[[ Records supplied, beginning ]]
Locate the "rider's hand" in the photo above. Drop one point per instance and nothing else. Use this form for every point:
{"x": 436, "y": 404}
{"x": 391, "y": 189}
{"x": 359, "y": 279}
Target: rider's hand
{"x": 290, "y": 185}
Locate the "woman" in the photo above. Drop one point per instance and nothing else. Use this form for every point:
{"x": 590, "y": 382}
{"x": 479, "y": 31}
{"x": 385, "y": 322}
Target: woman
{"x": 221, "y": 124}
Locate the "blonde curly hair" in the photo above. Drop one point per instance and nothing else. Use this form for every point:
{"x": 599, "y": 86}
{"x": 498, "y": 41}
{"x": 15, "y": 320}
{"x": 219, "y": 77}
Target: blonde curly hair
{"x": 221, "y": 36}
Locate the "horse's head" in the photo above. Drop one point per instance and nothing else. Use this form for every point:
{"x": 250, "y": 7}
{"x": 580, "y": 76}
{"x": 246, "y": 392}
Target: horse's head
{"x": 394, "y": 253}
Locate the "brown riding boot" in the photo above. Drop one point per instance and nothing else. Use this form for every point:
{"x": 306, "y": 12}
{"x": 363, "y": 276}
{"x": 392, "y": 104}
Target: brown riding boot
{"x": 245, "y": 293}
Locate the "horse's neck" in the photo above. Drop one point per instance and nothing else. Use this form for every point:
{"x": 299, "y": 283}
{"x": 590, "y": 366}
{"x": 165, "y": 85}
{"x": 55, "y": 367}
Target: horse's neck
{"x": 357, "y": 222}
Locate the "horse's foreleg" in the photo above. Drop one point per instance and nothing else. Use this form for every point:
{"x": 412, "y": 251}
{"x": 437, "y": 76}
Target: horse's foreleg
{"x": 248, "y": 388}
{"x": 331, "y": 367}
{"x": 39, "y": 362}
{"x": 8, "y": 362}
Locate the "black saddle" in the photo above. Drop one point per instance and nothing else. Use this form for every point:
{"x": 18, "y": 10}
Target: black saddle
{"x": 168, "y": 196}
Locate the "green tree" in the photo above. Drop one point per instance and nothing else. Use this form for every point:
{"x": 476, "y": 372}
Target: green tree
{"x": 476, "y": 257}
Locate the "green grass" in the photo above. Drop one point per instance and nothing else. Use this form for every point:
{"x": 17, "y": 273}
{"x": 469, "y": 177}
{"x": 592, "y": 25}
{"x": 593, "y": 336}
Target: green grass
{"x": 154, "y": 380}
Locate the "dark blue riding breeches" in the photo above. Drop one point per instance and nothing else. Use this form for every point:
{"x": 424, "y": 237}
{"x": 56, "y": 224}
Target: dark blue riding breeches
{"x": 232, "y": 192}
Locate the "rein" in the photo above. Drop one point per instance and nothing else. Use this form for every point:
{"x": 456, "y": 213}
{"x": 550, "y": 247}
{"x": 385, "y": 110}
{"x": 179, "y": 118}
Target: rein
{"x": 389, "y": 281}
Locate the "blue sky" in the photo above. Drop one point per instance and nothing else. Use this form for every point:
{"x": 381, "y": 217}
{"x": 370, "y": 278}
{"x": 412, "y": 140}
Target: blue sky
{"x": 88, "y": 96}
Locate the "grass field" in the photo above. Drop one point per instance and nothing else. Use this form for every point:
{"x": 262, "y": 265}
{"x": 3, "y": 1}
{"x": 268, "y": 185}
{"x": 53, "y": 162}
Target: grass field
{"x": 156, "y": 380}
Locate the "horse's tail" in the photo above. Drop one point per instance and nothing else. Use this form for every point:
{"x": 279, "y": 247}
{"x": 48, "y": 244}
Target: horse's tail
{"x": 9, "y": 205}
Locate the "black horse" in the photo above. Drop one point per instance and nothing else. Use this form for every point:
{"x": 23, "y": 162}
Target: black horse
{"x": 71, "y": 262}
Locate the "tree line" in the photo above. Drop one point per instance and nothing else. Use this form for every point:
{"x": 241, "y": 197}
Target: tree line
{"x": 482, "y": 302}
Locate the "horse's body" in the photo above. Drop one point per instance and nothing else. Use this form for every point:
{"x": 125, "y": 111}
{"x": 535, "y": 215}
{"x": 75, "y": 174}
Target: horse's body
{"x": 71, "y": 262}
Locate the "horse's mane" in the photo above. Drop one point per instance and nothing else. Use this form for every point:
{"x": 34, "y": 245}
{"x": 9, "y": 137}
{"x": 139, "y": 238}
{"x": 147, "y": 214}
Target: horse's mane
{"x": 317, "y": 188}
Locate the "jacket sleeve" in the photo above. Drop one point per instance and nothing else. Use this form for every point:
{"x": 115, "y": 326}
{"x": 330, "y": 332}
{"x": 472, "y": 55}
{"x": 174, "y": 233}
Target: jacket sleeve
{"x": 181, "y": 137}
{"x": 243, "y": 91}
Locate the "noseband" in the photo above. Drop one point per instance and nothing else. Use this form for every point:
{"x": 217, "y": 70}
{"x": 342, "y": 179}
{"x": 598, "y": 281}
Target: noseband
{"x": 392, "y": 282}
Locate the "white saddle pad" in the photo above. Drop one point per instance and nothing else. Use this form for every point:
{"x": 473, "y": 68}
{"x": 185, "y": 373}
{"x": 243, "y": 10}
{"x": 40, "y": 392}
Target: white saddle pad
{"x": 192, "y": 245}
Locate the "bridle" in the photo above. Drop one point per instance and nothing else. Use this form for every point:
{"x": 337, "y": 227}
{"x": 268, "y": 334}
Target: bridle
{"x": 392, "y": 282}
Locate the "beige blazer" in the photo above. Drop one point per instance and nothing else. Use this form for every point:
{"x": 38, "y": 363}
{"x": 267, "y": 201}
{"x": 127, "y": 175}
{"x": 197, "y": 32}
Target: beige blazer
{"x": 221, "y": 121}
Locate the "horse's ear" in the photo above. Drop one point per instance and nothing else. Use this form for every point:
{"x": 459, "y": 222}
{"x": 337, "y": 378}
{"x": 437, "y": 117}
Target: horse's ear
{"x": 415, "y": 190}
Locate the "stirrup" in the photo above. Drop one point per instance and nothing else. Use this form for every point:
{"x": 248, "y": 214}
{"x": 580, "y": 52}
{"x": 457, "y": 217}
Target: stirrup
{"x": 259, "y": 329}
[[ Records supplied, end ]]
:: Assignment ::
Reprint the listing above. Keep every line exactly as it is.

:: Response ::
Locate the "rider's hand" in the photo above. Drop one point per instance and nothing else. Use this form for every point:
{"x": 436, "y": 404}
{"x": 391, "y": 189}
{"x": 359, "y": 279}
Target: rider's hand
{"x": 290, "y": 185}
Locate the "woman" in the photo above. Drop one point per instance and nothing else. Use this form for every point:
{"x": 590, "y": 382}
{"x": 479, "y": 31}
{"x": 385, "y": 322}
Target: woman
{"x": 221, "y": 124}
Locate the "blonde curly hair" in the photo above. Drop one point per instance and nothing else. Use this form for every point:
{"x": 599, "y": 86}
{"x": 498, "y": 41}
{"x": 15, "y": 320}
{"x": 219, "y": 77}
Target: blonde curly hair
{"x": 221, "y": 36}
Locate the "horse's head" in the photo above. Drop one point per instance and nothing else. Use this form for every point:
{"x": 250, "y": 7}
{"x": 580, "y": 76}
{"x": 246, "y": 392}
Target: horse's head
{"x": 394, "y": 253}
Locate the "brown riding boot" in the photo above. Drop one point per instance and nothing else. Use this form for every point:
{"x": 306, "y": 12}
{"x": 363, "y": 276}
{"x": 392, "y": 104}
Target: brown riding boot
{"x": 245, "y": 293}
Locate the "horse's neck" in the photo above. Drop one point per instance and nothing else. Use this form for every point:
{"x": 299, "y": 283}
{"x": 590, "y": 366}
{"x": 165, "y": 85}
{"x": 55, "y": 367}
Target: horse's neck
{"x": 357, "y": 222}
Locate the "horse's foreleg" in the photo above. Drop one point per instance and nothing else. Use this form for every point:
{"x": 412, "y": 251}
{"x": 437, "y": 76}
Target: horse's foreleg
{"x": 248, "y": 388}
{"x": 331, "y": 367}
{"x": 39, "y": 362}
{"x": 8, "y": 362}
Locate the "black saddle" in the photo above. Drop one point per instance and nothing else. Use this form for every point:
{"x": 18, "y": 10}
Target: black saddle
{"x": 168, "y": 196}
Locate the "green tree" in the photo above. Drop one point per instance and nothing else. Use this form for every point:
{"x": 476, "y": 372}
Target: green tree
{"x": 476, "y": 257}
Locate the "green grass" in the photo above. Drop one point per instance and nothing else. Use this form for every point:
{"x": 17, "y": 273}
{"x": 469, "y": 177}
{"x": 592, "y": 25}
{"x": 593, "y": 336}
Target: green grass
{"x": 154, "y": 380}
Locate the "dark blue riding breeches" in the photo above. Drop one point per instance and nothing else. Use this form for every point:
{"x": 424, "y": 237}
{"x": 56, "y": 224}
Target: dark blue riding breeches
{"x": 232, "y": 192}
Locate the "rein" in the photo above. Drop one point per instance and nothing else. Use this form for every point:
{"x": 456, "y": 213}
{"x": 550, "y": 247}
{"x": 385, "y": 110}
{"x": 179, "y": 118}
Target: rein
{"x": 389, "y": 281}
Locate the "blue sky" in the photo above. Drop one point per instance and nothing else. Use this form for every point:
{"x": 381, "y": 217}
{"x": 370, "y": 278}
{"x": 412, "y": 140}
Target: blue sky
{"x": 88, "y": 96}
Locate the "grass field" in the photo above. Drop one point per instance and nothing else. Use this form for every point:
{"x": 262, "y": 265}
{"x": 3, "y": 1}
{"x": 268, "y": 185}
{"x": 53, "y": 162}
Target: grass field
{"x": 156, "y": 380}
Locate the "horse's tail" in the photo above. Drop one point per instance and nothing else. Use this form for every point:
{"x": 279, "y": 247}
{"x": 48, "y": 244}
Target: horse's tail
{"x": 9, "y": 205}
Locate the "black horse" in the photo above. Drop one point per instance and nothing else. Use this form for every point:
{"x": 23, "y": 162}
Target: black horse
{"x": 71, "y": 262}
Locate the "tree line" in the photo above. Drop one point per instance and nothing else. Use this form for every point:
{"x": 241, "y": 197}
Target: tree line
{"x": 482, "y": 302}
Locate the "horse's body" in the photo above. Drop one point per instance and nothing else. Use this form for every point:
{"x": 125, "y": 111}
{"x": 535, "y": 215}
{"x": 75, "y": 174}
Target: horse's body
{"x": 71, "y": 262}
Locate the "horse's mane" in the photo above. Drop one point per instance and nothing else. Use this form for every point:
{"x": 34, "y": 245}
{"x": 9, "y": 137}
{"x": 139, "y": 238}
{"x": 147, "y": 214}
Target: horse's mane
{"x": 317, "y": 188}
Locate the "jacket sleeve" in the photo above. Drop one point per instance and nothing else. Use this form for every point:
{"x": 115, "y": 326}
{"x": 330, "y": 332}
{"x": 472, "y": 55}
{"x": 174, "y": 233}
Target: jacket sleeve
{"x": 181, "y": 137}
{"x": 243, "y": 91}
Locate the "noseband" in the photo above. Drop one point per instance and nothing else. Use this form for every point:
{"x": 217, "y": 70}
{"x": 342, "y": 179}
{"x": 598, "y": 281}
Target: noseband
{"x": 392, "y": 282}
Locate the "white saddle pad" in the photo above. Drop one point per instance and nothing else. Use this form for every point:
{"x": 473, "y": 68}
{"x": 185, "y": 373}
{"x": 243, "y": 10}
{"x": 40, "y": 392}
Target: white saddle pad
{"x": 192, "y": 245}
Locate the "bridle" in the photo above. Drop one point per instance and nothing else. Use this form for every point:
{"x": 337, "y": 227}
{"x": 268, "y": 334}
Target: bridle
{"x": 392, "y": 282}
Locate the "beige blazer" in the photo above. Drop one point per instance and nothing else. Use this form for every point:
{"x": 38, "y": 363}
{"x": 267, "y": 201}
{"x": 127, "y": 175}
{"x": 197, "y": 32}
Target: beige blazer
{"x": 221, "y": 121}
Locate the "horse's ear" in the photo above. Drop one point per instance and nothing else. Use this form for every point:
{"x": 459, "y": 222}
{"x": 337, "y": 378}
{"x": 437, "y": 117}
Target: horse's ear
{"x": 415, "y": 190}
Locate the "stirrup" in the photo above. Drop one point per instance and nothing else. Use this form for every point:
{"x": 248, "y": 214}
{"x": 580, "y": 52}
{"x": 457, "y": 217}
Target: stirrup
{"x": 259, "y": 329}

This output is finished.